■ THE TASK ■
Would you please transcribe, exactly as written, the lines of the entries below starting at the one that holds "Where can you find the smiling" and ending at the one that holds "Target: pink tulip", both included?

Natural language region descriptions:
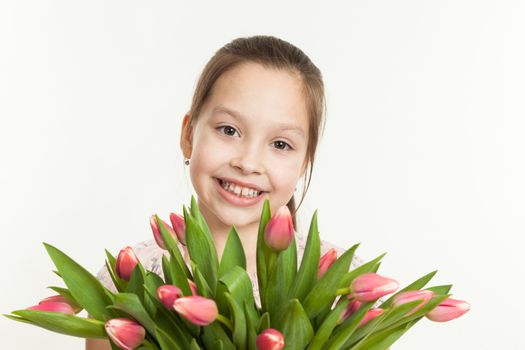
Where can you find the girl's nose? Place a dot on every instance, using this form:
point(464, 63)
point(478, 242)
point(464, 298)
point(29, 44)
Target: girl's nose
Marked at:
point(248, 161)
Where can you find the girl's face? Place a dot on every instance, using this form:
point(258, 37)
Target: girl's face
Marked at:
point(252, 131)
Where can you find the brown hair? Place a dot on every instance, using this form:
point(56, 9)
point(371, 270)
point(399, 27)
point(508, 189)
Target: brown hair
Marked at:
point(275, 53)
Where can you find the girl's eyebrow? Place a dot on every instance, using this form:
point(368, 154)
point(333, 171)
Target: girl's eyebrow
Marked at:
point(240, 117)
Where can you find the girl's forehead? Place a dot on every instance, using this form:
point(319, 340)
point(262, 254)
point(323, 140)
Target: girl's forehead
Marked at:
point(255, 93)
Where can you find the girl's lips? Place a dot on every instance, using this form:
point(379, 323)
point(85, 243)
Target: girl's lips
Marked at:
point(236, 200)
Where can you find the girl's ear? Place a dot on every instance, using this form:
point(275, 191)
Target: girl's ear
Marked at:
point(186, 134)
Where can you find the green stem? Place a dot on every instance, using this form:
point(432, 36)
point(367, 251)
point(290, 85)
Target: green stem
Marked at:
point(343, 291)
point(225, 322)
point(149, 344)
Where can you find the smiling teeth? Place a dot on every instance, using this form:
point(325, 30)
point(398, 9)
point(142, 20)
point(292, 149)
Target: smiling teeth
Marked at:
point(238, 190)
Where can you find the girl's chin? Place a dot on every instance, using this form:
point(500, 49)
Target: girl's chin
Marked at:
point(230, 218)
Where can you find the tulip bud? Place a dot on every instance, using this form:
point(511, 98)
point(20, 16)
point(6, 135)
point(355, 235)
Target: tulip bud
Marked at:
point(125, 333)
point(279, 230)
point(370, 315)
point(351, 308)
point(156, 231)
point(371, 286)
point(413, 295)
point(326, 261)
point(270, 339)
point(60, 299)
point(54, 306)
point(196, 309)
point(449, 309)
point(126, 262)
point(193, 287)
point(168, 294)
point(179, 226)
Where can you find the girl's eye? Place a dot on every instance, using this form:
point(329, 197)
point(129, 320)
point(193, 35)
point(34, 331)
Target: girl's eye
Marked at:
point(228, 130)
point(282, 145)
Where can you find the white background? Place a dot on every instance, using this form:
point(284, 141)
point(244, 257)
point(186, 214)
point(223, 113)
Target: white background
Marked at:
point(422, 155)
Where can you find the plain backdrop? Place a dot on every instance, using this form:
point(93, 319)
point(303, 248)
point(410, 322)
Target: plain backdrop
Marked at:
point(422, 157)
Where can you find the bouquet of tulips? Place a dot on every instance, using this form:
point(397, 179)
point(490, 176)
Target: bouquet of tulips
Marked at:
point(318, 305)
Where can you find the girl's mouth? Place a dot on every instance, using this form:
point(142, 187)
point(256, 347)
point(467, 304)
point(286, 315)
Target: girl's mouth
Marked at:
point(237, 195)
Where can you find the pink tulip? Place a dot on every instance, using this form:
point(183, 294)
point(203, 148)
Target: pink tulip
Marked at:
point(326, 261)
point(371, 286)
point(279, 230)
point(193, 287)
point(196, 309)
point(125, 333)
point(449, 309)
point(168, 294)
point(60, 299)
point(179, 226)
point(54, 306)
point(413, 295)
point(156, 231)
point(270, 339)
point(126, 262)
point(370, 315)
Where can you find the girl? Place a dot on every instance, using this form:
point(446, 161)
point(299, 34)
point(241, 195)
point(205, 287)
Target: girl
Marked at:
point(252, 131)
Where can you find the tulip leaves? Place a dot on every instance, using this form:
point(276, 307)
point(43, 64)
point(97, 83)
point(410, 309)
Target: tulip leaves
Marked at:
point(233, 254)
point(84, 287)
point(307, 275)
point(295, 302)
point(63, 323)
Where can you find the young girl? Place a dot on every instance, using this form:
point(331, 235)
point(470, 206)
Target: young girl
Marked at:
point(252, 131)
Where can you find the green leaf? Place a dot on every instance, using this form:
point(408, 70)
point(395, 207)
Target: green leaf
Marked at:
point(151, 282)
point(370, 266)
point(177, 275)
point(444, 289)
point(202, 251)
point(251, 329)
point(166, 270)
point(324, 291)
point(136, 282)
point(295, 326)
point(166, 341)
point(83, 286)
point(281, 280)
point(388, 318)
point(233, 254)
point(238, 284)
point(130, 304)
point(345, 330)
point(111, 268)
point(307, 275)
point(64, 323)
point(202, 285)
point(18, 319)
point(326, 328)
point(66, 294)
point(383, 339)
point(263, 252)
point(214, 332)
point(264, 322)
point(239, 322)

■ ANSWER TO THIS EXERCISE ■
Where can you find the smiling teeth? Place a dot on every instance, using this form:
point(325, 30)
point(398, 9)
point(142, 20)
point(292, 149)
Target: smiling teeth
Marked at:
point(238, 190)
Where can you find the girl's chin? Place a dot on every instance, using this form:
point(500, 49)
Target: girl's chin
Marked at:
point(230, 218)
Where can you find the tulip bud? Place a dot on every instance, using this form:
point(511, 98)
point(20, 16)
point(6, 135)
point(355, 235)
Target: tulip bud
Marked at:
point(125, 333)
point(279, 230)
point(370, 315)
point(351, 308)
point(156, 231)
point(371, 286)
point(413, 295)
point(326, 261)
point(270, 339)
point(60, 299)
point(54, 306)
point(196, 309)
point(449, 309)
point(126, 262)
point(193, 287)
point(168, 294)
point(179, 226)
Where can you find the girl's eye? Place a dot on every instance, using this form:
point(329, 197)
point(129, 320)
point(193, 35)
point(34, 331)
Target: girl's eye
Marked at:
point(228, 130)
point(282, 145)
Where can you find the white background? Place a dot on every instance, using this form:
point(284, 141)
point(244, 257)
point(186, 214)
point(223, 113)
Target: white background
Marked at:
point(422, 155)
Where can you find the plain backdrop? Place a dot on every instance, using this form:
point(93, 319)
point(303, 248)
point(410, 322)
Target: plain backdrop
Marked at:
point(422, 157)
Where can you find the bouquet of tulips? Place a dot on every instance, using this form:
point(397, 179)
point(490, 176)
Target: bouquet of tulips
Marked at:
point(318, 305)
Where can you find the girl's mouth? Place a dot on every instance, using this form:
point(142, 187)
point(256, 347)
point(467, 304)
point(286, 315)
Target: girl's mouth
Marked at:
point(237, 195)
Where can you find the pink tulip? Place a dot on every instance, using this form:
point(183, 294)
point(203, 148)
Target: pink tulip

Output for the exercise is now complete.